» Activity: Go through the data below and return each line containing the word "resolution".

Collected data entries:
>>>

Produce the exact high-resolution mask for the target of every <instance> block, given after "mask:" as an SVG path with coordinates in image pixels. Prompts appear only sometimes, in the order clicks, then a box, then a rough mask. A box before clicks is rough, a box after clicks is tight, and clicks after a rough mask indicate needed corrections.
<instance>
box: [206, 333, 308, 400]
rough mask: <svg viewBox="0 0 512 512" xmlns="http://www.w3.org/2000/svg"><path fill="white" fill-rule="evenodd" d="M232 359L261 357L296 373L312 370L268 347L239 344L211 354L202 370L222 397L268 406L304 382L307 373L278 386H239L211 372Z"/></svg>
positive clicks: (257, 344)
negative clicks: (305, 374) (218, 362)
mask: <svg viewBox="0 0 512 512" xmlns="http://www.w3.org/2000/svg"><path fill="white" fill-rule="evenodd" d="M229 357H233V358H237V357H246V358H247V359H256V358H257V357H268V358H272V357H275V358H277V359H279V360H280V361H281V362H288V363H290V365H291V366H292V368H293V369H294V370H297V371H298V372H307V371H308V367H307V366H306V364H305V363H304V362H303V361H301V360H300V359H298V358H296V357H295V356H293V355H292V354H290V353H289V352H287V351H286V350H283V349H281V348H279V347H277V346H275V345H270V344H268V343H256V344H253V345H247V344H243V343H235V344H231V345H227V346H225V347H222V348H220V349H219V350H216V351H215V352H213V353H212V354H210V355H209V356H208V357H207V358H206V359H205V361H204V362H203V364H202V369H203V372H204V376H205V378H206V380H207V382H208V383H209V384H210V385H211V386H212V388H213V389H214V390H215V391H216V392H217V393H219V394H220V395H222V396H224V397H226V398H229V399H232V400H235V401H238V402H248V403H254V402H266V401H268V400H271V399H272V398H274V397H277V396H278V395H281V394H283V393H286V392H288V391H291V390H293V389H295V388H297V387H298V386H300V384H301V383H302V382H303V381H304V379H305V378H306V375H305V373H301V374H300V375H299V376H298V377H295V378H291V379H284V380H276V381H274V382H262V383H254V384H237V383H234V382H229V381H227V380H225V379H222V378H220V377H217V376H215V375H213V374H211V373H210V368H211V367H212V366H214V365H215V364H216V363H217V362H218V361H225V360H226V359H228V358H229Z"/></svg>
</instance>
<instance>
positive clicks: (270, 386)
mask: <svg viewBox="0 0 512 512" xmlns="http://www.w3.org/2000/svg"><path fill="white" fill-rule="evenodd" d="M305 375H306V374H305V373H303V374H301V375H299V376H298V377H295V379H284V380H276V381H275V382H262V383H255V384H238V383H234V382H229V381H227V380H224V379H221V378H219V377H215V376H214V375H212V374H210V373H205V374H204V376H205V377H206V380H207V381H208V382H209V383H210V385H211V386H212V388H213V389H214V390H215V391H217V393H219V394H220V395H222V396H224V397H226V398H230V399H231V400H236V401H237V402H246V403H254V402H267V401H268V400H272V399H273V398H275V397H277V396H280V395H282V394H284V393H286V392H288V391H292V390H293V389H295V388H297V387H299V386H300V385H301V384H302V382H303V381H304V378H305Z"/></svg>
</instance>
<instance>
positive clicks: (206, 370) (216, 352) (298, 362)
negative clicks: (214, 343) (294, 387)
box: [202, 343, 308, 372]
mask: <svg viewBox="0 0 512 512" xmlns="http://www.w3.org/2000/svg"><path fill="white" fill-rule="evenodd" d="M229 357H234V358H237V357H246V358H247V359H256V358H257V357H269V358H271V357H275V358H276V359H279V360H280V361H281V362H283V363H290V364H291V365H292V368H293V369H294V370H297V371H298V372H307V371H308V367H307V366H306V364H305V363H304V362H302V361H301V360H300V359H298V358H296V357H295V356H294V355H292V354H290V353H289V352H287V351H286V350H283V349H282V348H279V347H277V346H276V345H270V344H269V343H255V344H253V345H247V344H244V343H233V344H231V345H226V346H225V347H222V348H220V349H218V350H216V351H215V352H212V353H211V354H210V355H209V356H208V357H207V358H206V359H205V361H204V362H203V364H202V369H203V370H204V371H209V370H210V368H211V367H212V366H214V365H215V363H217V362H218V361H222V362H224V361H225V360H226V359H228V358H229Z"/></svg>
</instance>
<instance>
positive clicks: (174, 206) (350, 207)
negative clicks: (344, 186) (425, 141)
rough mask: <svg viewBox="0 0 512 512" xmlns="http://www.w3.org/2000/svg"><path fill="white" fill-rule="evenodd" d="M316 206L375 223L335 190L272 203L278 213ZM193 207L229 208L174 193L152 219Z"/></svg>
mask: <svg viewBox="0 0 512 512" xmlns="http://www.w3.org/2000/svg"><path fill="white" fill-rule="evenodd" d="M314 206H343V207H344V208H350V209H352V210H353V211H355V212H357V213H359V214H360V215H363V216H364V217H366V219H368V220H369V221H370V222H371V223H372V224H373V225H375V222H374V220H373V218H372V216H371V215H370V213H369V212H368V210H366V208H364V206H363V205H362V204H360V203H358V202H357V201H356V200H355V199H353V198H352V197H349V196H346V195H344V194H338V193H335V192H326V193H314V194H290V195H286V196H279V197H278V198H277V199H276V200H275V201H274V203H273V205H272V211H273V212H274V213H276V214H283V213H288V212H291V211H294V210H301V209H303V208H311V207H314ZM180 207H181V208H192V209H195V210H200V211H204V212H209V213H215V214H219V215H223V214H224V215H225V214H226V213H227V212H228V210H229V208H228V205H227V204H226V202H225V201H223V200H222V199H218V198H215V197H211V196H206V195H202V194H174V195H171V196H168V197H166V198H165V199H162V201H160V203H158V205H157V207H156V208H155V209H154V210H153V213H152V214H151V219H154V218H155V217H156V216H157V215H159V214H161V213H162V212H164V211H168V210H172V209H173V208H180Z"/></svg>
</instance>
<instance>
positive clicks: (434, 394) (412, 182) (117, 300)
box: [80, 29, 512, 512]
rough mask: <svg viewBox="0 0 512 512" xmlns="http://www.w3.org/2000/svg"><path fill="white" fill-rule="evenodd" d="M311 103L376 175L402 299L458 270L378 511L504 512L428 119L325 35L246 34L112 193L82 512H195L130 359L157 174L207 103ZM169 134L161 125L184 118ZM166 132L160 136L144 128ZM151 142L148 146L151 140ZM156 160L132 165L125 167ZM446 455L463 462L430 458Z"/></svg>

<<<
>>>

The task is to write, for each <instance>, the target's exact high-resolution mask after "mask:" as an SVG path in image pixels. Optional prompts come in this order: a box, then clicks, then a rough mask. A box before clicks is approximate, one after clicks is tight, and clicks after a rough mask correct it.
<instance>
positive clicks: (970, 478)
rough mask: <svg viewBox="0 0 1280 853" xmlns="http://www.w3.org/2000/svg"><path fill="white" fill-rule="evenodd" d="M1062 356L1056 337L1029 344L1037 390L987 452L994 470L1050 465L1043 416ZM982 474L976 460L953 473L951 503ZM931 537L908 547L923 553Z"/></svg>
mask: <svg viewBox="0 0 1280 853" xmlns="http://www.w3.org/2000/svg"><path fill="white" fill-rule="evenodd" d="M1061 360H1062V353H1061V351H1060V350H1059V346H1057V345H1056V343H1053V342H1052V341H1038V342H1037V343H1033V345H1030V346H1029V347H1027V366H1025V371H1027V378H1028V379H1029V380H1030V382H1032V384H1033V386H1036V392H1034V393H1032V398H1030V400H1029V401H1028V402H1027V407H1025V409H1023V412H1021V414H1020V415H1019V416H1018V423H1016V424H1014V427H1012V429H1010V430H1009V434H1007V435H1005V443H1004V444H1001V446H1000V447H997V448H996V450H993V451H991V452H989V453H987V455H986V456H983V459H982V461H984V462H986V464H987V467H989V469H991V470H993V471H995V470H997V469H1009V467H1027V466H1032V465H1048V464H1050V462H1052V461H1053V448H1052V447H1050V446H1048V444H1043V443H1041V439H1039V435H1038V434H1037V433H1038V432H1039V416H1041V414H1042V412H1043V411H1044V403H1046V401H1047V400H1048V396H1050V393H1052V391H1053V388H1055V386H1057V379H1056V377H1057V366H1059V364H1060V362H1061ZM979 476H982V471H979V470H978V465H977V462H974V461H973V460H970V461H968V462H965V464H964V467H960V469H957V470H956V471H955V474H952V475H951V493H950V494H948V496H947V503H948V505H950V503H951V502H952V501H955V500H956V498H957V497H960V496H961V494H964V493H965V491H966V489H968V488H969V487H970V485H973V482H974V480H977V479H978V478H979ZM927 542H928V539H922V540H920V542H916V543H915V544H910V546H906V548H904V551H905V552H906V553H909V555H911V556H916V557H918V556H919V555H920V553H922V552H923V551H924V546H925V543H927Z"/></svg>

<<<

» Response:
Produce the exact high-resolution mask for the target of every <instance> block, given after "mask:" as an SVG path with coordinates in image pixels. Prompts appear only sometimes, in the order clicks, then a box, then a rough mask. A box before clicks is rough, a box after clicks is tight, and clicks after a rough mask indicate needed corrections.
The task is to write, for each <instance>, the target's exact high-resolution mask after "mask:" as an SVG path in image pixels. Optional prompts come in this order: a box, then clicks, then a rough mask. A box before clicks is approximate, one after clicks is tight, and clicks after a rough mask correct it.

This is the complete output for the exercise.